▶
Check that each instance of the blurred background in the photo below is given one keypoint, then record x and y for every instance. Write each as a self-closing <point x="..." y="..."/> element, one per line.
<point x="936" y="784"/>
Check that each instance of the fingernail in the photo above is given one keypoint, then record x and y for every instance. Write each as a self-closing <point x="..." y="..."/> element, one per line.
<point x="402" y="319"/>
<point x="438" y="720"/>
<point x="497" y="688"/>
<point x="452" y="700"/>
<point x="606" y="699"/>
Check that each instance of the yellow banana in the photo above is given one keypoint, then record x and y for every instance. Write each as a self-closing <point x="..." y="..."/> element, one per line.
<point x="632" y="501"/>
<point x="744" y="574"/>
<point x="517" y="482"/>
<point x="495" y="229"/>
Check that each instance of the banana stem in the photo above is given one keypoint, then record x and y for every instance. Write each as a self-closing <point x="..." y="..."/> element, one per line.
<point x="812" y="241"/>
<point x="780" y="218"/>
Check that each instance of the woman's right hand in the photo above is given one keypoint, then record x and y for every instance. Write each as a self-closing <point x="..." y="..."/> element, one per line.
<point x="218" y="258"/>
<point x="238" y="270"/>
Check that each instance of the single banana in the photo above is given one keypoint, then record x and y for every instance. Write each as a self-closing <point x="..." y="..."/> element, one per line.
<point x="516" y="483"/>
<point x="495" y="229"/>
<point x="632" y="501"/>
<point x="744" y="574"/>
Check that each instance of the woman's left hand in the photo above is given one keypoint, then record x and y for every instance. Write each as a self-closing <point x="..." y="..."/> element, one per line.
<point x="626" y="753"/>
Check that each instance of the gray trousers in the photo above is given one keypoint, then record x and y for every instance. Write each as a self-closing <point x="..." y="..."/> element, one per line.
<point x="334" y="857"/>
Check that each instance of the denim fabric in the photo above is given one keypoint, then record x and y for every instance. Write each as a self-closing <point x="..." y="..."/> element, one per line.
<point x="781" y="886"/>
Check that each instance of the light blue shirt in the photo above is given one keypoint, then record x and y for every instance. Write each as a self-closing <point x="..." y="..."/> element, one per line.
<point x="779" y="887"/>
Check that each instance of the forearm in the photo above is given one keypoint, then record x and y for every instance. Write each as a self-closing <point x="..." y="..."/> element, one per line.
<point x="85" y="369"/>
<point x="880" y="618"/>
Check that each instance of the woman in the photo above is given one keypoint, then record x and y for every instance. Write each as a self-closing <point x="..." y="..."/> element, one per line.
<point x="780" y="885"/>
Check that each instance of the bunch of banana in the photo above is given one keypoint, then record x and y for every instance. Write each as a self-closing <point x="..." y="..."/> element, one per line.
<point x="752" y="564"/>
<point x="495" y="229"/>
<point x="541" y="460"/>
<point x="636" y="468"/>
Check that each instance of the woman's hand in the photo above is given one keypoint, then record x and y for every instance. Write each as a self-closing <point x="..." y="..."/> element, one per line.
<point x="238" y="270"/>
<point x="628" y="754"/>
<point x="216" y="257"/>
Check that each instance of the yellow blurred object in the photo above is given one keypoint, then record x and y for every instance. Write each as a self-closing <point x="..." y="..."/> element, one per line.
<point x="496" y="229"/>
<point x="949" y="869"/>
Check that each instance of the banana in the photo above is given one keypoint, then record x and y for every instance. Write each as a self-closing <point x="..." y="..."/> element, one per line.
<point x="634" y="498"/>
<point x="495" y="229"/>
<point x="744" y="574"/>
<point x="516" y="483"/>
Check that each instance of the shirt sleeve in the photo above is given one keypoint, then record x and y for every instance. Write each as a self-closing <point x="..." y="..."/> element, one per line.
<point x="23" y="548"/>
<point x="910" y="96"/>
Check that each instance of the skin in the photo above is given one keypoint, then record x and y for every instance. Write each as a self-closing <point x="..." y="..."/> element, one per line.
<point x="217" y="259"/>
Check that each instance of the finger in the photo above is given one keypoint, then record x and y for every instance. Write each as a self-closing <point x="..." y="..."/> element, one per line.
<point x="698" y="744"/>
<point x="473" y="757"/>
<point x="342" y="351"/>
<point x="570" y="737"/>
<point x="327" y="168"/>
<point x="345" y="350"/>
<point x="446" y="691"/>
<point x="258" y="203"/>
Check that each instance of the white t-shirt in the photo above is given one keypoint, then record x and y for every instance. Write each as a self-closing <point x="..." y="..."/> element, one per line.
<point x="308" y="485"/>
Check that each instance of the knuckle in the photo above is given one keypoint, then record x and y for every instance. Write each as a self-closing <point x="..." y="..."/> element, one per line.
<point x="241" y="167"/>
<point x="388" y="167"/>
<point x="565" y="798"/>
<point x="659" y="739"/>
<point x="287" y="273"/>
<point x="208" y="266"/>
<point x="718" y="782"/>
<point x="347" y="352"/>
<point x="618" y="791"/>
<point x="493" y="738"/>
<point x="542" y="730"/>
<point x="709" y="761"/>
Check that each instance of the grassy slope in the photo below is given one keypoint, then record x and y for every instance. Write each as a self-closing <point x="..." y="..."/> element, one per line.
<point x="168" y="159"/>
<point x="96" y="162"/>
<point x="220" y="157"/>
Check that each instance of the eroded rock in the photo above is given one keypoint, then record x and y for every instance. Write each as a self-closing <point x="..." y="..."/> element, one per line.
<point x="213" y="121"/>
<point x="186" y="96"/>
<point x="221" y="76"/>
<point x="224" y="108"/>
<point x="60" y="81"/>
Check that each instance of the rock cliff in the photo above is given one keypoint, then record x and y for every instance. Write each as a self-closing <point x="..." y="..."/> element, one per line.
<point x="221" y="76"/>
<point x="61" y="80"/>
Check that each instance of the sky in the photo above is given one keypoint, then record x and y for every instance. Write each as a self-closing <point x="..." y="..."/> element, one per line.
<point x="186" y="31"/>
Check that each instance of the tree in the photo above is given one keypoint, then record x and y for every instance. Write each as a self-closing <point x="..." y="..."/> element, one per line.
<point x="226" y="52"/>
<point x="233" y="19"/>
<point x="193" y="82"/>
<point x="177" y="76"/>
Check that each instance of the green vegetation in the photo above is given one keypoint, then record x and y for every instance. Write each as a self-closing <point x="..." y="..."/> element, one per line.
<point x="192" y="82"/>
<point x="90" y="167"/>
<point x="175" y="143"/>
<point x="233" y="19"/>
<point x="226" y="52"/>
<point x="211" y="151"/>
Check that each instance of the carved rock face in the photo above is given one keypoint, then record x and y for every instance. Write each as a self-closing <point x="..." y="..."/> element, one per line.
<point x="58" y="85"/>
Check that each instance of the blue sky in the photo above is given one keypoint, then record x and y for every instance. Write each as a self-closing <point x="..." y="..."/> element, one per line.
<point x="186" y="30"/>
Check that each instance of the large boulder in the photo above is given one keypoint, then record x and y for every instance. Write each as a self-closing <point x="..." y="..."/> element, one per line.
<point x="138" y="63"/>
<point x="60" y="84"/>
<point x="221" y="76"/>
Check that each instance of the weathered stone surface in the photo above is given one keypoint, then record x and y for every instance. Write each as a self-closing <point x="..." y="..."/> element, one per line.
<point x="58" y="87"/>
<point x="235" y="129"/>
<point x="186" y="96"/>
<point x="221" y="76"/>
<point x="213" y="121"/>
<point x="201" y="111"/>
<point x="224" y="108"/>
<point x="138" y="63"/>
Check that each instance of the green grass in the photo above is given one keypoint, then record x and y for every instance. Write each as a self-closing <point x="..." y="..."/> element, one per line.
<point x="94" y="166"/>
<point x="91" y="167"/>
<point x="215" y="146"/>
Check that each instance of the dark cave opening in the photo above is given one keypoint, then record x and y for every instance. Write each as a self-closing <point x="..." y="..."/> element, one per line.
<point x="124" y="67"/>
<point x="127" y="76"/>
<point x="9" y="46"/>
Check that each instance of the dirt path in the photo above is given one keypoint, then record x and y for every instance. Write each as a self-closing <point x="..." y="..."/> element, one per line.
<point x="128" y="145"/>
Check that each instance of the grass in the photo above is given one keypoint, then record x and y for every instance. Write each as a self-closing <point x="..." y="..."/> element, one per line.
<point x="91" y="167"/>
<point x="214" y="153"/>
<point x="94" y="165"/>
◀
Instructions to follow – Output the lines from the line containing "Check that each instance of the dirt" to the end, both included; add nothing.

Answer for this exercise –
Check that each instance of the dirt path in the photo above is given one keypoint, then record x and y for every instance. Write each as a self-closing <point x="..." y="..."/> element, one per line.
<point x="128" y="145"/>
Check that each instance of the grass in the photo above is given one keypoint, then record x and y for every instance. Write each as a self-closing <point x="..." y="..."/> element, one per line.
<point x="91" y="167"/>
<point x="214" y="153"/>
<point x="94" y="165"/>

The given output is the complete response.